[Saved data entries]
-=-=-=-=-
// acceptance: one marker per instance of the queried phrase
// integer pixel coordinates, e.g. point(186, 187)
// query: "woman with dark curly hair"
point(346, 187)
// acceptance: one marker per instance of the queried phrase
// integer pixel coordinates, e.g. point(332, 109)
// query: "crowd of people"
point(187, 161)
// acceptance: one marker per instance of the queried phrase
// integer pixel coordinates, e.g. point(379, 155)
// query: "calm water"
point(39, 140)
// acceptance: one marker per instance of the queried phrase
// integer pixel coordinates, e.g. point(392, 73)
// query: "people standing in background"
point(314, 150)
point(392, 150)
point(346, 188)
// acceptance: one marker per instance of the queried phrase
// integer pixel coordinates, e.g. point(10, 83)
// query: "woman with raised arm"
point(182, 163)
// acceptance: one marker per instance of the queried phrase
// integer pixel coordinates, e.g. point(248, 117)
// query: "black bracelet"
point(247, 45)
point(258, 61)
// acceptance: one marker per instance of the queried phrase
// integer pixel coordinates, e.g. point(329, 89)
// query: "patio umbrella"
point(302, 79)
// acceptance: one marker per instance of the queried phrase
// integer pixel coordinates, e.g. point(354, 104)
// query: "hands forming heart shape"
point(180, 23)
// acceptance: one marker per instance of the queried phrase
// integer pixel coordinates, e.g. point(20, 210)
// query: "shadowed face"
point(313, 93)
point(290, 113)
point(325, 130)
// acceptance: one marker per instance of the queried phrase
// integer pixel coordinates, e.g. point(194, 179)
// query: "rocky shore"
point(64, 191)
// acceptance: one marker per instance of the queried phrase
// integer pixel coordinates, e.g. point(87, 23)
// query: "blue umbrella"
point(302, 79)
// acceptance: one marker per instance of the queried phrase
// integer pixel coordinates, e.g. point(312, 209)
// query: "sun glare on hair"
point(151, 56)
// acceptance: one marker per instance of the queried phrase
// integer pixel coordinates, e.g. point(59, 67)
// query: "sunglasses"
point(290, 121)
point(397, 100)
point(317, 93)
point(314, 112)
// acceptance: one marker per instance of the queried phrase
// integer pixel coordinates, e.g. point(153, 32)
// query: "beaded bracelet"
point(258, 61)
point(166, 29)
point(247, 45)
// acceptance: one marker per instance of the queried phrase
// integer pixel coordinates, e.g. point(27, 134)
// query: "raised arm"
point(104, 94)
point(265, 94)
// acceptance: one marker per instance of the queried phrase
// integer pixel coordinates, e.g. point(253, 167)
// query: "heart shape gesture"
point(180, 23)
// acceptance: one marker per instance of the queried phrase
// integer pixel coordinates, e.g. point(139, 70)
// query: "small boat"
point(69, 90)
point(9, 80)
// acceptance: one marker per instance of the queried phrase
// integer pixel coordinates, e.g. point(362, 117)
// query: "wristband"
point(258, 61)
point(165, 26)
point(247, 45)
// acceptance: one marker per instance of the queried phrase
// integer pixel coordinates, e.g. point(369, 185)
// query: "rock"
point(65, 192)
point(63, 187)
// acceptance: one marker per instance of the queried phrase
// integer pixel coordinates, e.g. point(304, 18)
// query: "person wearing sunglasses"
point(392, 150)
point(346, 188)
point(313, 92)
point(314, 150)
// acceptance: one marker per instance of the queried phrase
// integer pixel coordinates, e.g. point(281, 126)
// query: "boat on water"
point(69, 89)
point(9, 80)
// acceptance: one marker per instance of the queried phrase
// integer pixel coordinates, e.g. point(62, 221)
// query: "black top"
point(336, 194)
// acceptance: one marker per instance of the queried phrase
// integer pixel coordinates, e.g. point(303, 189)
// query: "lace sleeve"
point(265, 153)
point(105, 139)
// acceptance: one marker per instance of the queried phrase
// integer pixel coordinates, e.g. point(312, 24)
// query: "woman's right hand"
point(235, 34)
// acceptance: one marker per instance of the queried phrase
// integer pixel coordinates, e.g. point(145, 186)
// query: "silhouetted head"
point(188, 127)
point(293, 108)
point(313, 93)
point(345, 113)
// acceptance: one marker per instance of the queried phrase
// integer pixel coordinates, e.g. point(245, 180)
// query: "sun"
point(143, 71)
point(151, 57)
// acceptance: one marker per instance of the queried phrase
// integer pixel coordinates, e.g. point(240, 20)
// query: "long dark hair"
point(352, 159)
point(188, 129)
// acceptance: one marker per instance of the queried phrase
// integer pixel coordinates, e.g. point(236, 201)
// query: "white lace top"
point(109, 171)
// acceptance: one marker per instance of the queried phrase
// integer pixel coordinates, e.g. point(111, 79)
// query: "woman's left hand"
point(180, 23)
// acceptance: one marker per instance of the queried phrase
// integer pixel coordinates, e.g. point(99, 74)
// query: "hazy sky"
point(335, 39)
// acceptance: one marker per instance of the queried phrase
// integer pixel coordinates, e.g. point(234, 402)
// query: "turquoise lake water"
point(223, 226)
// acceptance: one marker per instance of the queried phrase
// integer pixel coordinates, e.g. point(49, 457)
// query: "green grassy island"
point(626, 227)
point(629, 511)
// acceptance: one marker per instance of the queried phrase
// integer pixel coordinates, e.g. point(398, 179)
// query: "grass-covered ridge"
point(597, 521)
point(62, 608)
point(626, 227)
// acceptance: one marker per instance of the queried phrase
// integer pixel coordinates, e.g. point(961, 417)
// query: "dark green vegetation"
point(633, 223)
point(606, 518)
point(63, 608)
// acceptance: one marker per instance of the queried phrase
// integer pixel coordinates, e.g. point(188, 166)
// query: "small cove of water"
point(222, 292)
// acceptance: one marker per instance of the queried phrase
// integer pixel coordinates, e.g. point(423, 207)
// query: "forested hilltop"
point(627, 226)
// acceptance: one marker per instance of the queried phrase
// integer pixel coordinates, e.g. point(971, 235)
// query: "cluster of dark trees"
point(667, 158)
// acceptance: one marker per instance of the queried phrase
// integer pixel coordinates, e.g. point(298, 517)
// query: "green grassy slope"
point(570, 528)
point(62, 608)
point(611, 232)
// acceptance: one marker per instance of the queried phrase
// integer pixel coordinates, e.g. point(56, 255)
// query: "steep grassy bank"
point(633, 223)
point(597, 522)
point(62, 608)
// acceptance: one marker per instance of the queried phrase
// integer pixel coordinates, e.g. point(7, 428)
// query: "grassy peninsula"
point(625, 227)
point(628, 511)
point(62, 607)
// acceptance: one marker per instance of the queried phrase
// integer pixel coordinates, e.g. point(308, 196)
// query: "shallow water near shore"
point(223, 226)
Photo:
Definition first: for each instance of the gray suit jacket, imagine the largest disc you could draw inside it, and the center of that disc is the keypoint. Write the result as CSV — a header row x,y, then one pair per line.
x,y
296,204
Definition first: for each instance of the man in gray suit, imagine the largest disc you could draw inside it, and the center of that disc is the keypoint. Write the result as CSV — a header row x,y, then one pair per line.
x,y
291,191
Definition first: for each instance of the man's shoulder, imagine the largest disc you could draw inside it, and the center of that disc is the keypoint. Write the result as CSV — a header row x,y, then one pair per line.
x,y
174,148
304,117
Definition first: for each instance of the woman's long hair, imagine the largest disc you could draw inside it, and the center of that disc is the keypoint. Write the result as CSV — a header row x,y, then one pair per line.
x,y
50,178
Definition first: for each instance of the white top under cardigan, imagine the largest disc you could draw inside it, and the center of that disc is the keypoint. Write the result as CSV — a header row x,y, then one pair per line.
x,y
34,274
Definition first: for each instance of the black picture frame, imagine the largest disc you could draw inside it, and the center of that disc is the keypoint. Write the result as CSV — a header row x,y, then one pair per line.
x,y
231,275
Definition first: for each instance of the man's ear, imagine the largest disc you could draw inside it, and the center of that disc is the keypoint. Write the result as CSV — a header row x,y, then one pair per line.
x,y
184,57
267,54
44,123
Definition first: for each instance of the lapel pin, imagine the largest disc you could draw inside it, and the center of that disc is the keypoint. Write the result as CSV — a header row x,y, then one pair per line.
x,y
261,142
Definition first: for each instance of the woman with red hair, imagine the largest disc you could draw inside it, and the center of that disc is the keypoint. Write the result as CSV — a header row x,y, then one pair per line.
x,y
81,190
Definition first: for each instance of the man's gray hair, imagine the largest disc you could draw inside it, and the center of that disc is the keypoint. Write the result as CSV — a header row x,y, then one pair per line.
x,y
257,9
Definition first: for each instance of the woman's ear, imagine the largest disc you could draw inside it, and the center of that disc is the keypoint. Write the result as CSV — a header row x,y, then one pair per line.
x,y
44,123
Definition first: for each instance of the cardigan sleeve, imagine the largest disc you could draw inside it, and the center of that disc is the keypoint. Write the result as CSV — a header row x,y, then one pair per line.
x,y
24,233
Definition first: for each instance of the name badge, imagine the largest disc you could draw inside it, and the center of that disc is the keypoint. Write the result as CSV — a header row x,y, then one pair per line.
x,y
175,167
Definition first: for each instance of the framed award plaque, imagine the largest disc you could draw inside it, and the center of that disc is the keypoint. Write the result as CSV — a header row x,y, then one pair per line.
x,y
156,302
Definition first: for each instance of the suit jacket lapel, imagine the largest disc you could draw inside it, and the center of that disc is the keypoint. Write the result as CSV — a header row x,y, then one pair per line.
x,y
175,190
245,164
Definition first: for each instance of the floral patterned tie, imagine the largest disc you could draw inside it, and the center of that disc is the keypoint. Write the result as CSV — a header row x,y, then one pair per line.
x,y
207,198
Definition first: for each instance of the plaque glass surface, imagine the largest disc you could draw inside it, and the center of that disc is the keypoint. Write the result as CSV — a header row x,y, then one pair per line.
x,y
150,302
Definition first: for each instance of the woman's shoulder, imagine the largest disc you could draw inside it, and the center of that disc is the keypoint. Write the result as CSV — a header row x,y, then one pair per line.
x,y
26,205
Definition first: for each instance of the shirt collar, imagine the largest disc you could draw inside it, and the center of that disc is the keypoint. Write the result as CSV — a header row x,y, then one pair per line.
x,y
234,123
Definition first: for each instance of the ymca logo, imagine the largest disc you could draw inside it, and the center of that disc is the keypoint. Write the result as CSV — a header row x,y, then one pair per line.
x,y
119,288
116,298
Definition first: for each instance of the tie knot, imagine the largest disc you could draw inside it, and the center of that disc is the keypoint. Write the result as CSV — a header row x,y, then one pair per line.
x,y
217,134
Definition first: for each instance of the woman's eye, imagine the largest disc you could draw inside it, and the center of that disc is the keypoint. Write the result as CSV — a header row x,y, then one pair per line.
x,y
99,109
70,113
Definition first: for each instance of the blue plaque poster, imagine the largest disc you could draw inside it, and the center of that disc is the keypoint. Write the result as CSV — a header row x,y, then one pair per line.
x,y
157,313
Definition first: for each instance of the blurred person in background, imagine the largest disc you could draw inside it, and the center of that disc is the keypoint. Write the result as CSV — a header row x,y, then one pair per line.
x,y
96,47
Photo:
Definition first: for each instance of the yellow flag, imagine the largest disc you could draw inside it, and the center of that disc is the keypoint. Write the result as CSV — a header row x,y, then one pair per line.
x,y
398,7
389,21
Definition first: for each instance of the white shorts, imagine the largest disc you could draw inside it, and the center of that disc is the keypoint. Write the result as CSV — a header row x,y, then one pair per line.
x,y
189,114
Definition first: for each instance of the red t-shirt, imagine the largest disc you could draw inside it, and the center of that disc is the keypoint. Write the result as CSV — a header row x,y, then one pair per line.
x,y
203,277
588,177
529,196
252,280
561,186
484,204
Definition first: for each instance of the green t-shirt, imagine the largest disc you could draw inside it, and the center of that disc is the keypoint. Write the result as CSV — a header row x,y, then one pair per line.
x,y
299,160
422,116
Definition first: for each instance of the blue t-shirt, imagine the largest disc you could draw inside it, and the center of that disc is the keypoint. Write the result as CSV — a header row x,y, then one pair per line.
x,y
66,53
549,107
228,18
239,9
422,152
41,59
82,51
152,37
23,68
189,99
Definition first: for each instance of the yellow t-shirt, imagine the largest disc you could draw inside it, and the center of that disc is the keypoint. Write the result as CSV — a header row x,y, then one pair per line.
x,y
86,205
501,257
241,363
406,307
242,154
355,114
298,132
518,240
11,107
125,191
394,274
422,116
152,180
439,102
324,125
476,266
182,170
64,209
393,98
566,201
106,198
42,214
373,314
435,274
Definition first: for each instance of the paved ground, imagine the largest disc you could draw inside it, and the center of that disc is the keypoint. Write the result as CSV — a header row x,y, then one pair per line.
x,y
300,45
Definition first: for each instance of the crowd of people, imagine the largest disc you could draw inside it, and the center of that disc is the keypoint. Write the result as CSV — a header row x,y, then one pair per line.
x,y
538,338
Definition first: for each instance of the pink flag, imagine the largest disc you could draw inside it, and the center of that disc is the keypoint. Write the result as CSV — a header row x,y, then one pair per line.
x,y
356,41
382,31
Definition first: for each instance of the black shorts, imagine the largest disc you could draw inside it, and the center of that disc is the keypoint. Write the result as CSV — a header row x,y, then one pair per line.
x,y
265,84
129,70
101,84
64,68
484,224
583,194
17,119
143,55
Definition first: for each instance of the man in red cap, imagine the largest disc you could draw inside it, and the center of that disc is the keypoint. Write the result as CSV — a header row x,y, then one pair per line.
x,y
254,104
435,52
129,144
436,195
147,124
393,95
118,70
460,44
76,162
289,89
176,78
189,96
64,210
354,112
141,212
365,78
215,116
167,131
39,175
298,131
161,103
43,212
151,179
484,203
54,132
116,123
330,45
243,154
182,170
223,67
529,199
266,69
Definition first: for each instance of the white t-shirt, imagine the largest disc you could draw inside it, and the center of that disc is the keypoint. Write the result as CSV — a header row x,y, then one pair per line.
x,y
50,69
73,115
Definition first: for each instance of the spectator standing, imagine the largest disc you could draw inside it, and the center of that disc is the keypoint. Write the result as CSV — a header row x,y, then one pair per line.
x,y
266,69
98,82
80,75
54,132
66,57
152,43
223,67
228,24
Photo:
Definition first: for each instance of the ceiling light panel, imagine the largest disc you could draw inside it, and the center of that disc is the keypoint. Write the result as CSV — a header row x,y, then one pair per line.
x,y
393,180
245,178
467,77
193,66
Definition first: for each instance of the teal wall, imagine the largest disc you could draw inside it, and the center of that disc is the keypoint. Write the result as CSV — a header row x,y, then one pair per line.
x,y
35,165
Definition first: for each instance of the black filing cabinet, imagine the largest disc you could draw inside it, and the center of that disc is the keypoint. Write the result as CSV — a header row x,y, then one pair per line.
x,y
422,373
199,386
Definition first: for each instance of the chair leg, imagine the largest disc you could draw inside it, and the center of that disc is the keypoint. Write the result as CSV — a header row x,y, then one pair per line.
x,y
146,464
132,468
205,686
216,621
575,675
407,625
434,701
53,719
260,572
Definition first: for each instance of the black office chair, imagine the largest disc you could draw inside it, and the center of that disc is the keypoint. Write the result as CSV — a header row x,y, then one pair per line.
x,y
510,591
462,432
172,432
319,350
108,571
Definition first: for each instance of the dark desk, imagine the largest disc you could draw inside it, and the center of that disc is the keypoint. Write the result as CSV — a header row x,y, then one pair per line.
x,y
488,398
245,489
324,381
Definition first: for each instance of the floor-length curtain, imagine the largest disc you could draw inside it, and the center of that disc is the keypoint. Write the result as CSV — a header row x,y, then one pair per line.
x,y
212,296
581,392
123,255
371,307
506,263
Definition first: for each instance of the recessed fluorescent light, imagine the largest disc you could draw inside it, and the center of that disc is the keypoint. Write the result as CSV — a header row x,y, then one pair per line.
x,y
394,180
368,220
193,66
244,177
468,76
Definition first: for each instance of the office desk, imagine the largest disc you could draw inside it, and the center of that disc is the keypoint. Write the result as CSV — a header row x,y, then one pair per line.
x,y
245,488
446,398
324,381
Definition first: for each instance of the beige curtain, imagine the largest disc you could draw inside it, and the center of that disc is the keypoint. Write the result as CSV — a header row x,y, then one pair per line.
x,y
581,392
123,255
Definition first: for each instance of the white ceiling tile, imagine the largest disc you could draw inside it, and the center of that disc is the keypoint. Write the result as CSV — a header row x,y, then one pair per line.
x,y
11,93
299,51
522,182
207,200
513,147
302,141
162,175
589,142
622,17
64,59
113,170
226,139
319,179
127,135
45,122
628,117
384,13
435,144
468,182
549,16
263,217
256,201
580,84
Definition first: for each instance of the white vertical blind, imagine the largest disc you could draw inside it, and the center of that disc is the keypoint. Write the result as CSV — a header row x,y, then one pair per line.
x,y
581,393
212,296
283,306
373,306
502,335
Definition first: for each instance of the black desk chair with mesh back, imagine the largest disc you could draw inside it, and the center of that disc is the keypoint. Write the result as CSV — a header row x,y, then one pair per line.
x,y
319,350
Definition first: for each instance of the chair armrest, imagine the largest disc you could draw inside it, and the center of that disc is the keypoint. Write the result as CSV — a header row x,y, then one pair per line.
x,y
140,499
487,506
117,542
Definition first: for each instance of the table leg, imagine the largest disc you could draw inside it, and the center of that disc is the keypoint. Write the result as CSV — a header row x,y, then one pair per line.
-=-=-=-=-
Action item:
What is wanted is every line from the first line of the entries through the line that contains "e.g. point(59, 67)", given again exactly.

Answer to this problem:
// acceptance: one marker per instance of the queried phrase
// integer pixel coordinates, e.g. point(186, 187)
// query: "woman with dark curly hair"
point(346, 187)
// acceptance: one marker per instance of the queried phrase
// integer pixel coordinates, e.g. point(332, 109)
// query: "crowd of people"
point(187, 161)
// acceptance: one marker per instance of the queried phrase
// integer pixel coordinates, e.g. point(379, 155)
// query: "calm water"
point(39, 140)
// acceptance: one marker per instance of the queried phrase
// integer pixel coordinates, e.g. point(392, 73)
// query: "people standing in background"
point(314, 150)
point(392, 150)
point(346, 188)
// acceptance: one marker per instance of the queried phrase
// integer pixel coordinates, e.g. point(10, 83)
// query: "woman with raised arm"
point(182, 163)
// acceptance: one marker per instance of the queried phrase
// integer pixel coordinates, e.g. point(248, 117)
// query: "black bracelet"
point(247, 45)
point(258, 61)
// acceptance: one marker per instance of the queried phrase
// integer pixel coordinates, e.g. point(329, 89)
// query: "patio umbrella"
point(302, 79)
// acceptance: one marker per instance of the queried phrase
// integer pixel coordinates, e.g. point(354, 104)
// query: "hands forming heart shape"
point(180, 23)
// acceptance: one marker per instance of the queried phrase
// integer pixel coordinates, e.g. point(20, 210)
// query: "shadowed face"
point(313, 93)
point(290, 113)
point(325, 130)
// acceptance: one marker per instance of the queried phrase
// integer pixel coordinates, e.g. point(194, 179)
// query: "rocky shore"
point(64, 191)
// acceptance: one marker per instance of the queried phrase
// integer pixel coordinates, e.g. point(87, 23)
// query: "blue umbrella"
point(302, 79)
// acceptance: one marker per instance of the queried phrase
// integer pixel coordinates, e.g. point(312, 209)
// query: "sun glare on hair"
point(151, 56)
// acceptance: one marker per instance of the queried phrase
// integer pixel coordinates, e.g. point(59, 67)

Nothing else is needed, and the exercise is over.